### The problem:
Output exactly the lines that run from the line with "of the blue" to the end of the material, both ends included, and no other lines.

### Data rows:
★ ★ ★ ★

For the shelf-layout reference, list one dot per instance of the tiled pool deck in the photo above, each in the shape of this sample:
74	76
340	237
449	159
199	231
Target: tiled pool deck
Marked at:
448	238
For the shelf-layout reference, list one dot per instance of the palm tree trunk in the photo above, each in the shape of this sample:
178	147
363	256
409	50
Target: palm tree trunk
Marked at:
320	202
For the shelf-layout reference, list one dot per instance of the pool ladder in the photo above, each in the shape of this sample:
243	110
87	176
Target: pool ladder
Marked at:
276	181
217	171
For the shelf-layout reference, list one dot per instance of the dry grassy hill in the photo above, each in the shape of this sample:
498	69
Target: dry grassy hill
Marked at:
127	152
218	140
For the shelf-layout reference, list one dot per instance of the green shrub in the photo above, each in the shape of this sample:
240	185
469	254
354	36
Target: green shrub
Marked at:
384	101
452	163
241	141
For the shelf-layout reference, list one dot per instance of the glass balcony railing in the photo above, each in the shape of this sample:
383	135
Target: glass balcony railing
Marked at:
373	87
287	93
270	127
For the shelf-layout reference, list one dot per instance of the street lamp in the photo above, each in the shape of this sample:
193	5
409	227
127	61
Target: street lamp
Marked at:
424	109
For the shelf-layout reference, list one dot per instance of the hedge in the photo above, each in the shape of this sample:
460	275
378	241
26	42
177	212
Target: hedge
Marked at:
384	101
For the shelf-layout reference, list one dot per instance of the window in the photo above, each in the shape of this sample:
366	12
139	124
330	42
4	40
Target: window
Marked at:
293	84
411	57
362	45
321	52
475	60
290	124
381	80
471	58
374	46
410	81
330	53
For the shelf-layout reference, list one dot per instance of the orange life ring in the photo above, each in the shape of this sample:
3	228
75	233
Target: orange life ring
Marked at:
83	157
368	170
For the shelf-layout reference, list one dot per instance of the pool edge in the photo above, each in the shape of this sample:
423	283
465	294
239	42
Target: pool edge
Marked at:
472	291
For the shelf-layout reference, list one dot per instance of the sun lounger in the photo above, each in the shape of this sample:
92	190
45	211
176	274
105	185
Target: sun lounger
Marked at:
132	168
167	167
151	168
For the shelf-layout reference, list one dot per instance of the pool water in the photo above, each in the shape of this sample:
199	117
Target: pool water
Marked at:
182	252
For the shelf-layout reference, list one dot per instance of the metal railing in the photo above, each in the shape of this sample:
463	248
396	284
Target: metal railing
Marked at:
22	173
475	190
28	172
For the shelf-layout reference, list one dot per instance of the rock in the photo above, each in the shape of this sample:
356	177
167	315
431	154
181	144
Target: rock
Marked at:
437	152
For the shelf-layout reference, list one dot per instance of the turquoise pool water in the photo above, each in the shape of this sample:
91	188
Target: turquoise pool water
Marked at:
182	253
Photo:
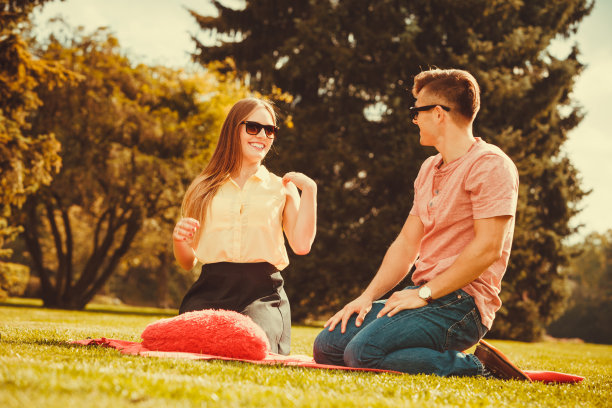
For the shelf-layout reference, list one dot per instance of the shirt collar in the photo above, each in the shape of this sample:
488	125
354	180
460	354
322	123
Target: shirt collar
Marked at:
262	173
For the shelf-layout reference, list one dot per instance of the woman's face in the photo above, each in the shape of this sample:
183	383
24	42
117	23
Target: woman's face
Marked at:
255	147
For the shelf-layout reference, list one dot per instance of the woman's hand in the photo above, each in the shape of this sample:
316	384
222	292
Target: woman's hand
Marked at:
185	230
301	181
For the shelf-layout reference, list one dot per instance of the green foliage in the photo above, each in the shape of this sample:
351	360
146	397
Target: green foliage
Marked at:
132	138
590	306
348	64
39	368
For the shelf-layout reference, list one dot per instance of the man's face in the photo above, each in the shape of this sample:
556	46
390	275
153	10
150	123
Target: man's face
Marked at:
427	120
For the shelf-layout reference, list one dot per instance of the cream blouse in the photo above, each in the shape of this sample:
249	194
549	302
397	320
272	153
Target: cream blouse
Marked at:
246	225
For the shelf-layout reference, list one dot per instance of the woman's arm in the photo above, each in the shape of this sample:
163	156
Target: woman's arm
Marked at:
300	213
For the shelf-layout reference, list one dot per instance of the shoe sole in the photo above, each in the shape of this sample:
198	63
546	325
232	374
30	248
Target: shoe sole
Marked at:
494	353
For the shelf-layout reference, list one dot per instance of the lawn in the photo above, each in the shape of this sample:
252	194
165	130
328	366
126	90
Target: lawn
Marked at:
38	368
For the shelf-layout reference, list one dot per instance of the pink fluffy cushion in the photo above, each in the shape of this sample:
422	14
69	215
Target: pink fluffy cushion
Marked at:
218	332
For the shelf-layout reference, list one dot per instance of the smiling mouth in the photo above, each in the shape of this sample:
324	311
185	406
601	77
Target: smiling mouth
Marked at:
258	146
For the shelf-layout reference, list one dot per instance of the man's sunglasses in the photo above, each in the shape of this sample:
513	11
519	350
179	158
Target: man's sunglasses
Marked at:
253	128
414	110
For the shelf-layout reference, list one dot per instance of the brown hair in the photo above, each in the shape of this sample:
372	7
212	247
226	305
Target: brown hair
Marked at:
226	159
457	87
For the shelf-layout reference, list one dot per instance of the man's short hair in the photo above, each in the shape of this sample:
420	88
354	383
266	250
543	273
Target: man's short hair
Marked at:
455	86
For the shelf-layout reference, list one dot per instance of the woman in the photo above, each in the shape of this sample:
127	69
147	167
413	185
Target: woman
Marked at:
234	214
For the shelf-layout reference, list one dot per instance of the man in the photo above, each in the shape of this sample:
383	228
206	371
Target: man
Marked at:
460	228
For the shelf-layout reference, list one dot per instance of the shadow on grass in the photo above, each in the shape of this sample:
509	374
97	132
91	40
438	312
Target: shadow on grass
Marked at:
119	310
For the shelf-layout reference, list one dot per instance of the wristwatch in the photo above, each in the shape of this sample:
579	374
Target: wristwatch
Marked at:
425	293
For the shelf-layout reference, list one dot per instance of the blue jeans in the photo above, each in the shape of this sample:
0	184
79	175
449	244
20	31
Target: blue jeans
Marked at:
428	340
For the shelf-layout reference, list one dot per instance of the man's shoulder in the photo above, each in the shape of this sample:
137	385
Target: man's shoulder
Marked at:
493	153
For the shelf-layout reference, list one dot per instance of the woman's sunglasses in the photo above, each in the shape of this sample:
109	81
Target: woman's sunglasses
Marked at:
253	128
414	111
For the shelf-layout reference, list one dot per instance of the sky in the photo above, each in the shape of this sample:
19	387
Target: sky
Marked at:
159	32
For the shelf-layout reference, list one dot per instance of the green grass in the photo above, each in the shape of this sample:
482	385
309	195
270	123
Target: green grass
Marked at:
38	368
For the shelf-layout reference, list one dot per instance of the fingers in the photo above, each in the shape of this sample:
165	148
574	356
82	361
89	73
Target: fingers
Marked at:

★ ★ ★ ★

### Result for this exercise:
For the shelf-layout reference, list one dot per instance of the blue jeans in the photo above, each in the shape of this sample:
0	184
79	175
449	244
20	31
Target: blue jeans
Marked at:
428	340
For the shelf-layout reference, list one dot per instance of the man's shoulder in the photo above, each in the shape of this sample:
137	385
Target: man's shoulder
Marked at:
493	153
For the shelf-layout reference, list one dot per instance of the woman's sunglasses in the photo above, each in the shape of this sample:
109	81
Target: woman's sunglasses
Marked at:
253	128
414	111
For the shelf-layout reference, list one dot per instance of the sky in the photo above, each in the shape of this sample:
19	387
Target: sky
Marked at:
159	32
For the shelf-layout reference, list one dot per instance of the green grass in the photo above, each in the shape of this sample:
482	385
309	195
270	123
Target: green grass
Marked at:
38	368
For the shelf-layout reference, list one dot per instance of the fingers in the photo above, each in the shape of this sample:
165	148
574	356
82	361
89	73
Target: fingers
Marked at:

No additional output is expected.